**EXERCISE REQUIREMENTS**. Locate the line containing "pin: the acupuncture", then please write out that line and all the lines below it in the entries exactly.

Position annotation records:
···

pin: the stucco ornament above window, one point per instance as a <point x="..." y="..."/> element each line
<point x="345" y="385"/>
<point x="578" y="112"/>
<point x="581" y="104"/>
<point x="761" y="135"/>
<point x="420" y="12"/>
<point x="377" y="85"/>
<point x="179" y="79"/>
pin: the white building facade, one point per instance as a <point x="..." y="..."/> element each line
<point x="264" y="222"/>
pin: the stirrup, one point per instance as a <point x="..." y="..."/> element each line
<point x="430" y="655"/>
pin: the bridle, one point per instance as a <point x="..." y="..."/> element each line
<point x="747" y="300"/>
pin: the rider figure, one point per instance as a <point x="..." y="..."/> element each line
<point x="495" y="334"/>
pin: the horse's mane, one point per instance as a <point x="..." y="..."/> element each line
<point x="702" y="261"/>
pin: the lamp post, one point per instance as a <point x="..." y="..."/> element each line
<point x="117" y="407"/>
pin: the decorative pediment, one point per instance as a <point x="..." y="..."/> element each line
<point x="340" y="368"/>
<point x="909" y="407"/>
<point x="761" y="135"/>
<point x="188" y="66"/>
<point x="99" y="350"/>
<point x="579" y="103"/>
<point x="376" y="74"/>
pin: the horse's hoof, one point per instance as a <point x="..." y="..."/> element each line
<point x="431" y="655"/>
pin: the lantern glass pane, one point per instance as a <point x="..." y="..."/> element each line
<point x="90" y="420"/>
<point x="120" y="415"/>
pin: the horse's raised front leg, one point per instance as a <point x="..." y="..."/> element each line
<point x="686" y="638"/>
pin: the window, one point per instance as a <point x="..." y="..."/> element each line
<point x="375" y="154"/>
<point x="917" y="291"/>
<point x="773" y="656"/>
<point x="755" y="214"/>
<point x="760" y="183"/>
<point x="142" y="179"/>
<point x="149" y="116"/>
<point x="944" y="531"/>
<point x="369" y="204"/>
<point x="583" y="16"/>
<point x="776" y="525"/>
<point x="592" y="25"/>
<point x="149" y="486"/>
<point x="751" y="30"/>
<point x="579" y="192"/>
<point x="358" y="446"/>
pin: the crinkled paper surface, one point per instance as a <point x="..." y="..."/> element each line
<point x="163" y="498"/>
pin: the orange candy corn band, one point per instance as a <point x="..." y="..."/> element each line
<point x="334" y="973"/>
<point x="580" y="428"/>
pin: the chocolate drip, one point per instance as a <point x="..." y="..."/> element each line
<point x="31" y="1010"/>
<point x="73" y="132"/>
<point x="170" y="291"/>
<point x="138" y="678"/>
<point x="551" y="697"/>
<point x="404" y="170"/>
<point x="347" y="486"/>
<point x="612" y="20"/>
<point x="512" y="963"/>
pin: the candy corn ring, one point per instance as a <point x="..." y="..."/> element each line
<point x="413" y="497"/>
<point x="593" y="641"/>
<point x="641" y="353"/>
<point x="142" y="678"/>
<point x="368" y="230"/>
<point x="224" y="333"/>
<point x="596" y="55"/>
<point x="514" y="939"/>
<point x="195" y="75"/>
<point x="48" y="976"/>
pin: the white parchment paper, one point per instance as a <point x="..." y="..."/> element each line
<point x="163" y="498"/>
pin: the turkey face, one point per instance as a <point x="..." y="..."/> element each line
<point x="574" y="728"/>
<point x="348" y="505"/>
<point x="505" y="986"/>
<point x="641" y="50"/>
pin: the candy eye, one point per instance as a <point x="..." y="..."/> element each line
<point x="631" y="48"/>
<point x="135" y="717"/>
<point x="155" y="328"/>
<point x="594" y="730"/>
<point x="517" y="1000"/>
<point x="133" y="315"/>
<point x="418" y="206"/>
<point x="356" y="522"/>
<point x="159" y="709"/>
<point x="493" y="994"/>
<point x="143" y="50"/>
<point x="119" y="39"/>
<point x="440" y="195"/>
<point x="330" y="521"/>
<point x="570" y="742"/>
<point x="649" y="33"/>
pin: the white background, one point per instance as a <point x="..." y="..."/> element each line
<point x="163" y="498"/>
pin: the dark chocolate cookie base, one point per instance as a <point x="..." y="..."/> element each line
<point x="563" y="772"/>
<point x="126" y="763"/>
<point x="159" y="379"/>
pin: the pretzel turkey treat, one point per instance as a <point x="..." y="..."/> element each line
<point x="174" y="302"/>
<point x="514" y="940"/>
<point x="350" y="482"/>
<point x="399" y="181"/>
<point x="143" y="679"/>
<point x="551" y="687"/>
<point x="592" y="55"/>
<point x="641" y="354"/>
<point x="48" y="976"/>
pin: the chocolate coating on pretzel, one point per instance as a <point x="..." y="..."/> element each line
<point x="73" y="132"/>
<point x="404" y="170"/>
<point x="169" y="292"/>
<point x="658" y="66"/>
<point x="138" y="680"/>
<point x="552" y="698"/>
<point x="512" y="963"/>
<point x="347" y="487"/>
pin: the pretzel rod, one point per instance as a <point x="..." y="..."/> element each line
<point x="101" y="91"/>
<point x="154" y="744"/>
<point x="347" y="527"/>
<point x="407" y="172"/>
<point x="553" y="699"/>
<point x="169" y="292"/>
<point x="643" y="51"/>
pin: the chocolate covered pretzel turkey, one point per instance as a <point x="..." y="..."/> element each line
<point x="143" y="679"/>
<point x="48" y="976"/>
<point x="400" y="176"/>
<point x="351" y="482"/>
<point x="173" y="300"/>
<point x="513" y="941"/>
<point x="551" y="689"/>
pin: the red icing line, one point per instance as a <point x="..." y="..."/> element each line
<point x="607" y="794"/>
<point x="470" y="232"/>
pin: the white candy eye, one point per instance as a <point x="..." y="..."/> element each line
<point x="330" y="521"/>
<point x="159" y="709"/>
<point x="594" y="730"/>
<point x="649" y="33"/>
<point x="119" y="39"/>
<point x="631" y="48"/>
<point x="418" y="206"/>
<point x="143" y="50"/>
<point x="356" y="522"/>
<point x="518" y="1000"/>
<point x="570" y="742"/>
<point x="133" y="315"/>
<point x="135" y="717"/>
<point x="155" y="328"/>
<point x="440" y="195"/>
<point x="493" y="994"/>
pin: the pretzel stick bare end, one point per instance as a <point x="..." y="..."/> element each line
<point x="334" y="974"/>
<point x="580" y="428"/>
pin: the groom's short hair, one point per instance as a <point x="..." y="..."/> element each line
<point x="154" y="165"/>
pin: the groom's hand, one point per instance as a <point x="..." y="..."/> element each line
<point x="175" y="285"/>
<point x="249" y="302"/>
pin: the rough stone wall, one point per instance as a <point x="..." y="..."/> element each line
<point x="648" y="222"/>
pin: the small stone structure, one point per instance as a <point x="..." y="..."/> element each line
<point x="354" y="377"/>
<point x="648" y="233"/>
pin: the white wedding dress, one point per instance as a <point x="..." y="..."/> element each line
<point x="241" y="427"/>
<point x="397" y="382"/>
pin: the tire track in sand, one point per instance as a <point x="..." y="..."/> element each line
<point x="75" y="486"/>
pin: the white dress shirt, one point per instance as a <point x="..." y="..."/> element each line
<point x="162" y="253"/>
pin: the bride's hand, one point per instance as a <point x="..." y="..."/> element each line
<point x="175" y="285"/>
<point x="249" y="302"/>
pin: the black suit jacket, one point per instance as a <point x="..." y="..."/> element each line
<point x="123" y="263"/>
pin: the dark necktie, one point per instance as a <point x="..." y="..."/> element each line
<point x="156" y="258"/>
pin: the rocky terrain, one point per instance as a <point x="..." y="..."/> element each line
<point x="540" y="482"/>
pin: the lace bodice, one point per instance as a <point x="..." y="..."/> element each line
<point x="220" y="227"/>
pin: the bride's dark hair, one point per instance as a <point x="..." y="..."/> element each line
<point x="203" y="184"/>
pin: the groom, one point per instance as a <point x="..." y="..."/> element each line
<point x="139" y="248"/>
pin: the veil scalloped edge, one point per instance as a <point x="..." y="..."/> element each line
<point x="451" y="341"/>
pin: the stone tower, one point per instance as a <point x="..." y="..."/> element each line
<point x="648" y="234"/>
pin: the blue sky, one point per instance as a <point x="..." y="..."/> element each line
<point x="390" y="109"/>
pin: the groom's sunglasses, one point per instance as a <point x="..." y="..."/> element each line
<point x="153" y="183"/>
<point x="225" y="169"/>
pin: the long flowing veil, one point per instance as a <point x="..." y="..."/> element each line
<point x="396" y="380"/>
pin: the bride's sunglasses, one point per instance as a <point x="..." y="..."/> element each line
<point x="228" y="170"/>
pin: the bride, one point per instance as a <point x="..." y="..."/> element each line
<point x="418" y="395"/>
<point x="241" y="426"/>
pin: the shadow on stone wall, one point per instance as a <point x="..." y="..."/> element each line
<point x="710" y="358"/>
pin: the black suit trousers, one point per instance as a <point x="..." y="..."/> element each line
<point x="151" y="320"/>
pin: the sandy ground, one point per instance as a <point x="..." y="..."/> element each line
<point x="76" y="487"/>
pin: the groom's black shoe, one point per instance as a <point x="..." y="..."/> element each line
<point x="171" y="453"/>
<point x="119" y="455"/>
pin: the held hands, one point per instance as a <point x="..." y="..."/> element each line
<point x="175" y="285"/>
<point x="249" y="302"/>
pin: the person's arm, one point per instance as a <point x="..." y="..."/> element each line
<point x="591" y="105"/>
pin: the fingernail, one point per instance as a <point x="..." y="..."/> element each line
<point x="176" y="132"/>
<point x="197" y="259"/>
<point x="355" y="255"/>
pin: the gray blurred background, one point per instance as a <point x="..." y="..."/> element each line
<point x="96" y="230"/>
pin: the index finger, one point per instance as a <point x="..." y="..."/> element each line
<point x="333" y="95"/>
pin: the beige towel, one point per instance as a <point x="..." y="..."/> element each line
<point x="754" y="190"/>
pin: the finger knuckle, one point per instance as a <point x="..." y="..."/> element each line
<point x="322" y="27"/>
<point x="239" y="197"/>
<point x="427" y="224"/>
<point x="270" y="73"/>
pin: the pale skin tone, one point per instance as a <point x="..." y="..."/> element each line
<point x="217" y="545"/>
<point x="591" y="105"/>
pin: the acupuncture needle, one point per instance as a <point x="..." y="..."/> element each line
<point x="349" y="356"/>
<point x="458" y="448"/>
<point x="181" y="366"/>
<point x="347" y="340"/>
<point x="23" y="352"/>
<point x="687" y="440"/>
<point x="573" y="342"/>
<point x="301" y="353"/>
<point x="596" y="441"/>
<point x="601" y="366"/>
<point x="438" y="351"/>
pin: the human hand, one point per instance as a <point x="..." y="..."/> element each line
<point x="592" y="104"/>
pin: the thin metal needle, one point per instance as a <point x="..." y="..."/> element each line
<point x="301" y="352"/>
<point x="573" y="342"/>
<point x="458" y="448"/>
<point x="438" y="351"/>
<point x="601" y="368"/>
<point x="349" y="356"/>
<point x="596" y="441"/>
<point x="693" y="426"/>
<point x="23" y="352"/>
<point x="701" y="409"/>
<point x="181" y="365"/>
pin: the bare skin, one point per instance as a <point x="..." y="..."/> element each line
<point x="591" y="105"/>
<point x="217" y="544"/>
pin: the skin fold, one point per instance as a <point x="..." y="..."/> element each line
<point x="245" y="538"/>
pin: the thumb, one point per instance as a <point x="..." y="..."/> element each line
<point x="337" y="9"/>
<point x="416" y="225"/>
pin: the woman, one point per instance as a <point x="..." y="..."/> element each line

···

**EXERCISE ANSWER**.
pin: the acupuncture needle, one point per instance as a <point x="..." y="..."/> element each line
<point x="349" y="356"/>
<point x="458" y="448"/>
<point x="181" y="366"/>
<point x="347" y="340"/>
<point x="23" y="352"/>
<point x="687" y="440"/>
<point x="573" y="342"/>
<point x="301" y="353"/>
<point x="596" y="441"/>
<point x="601" y="366"/>
<point x="438" y="351"/>
pin: the human hand, one point per instance as a <point x="..." y="..."/> element each line
<point x="592" y="104"/>
pin: the thin metal needle, one point per instance as a <point x="..." y="..."/> element each line
<point x="301" y="352"/>
<point x="573" y="342"/>
<point x="458" y="448"/>
<point x="438" y="351"/>
<point x="601" y="368"/>
<point x="349" y="356"/>
<point x="596" y="441"/>
<point x="693" y="426"/>
<point x="23" y="352"/>
<point x="701" y="409"/>
<point x="181" y="365"/>
pin: the bare skin, one point per instance as a <point x="..." y="..."/> element each line
<point x="591" y="105"/>
<point x="217" y="544"/>
pin: the skin fold, one point per instance as a <point x="..." y="..."/> element each line
<point x="245" y="538"/>
pin: the thumb, one point per instance as a <point x="..." y="..."/> element each line
<point x="337" y="9"/>
<point x="416" y="225"/>
pin: the woman, one point per instance as a <point x="..." y="..."/> element each line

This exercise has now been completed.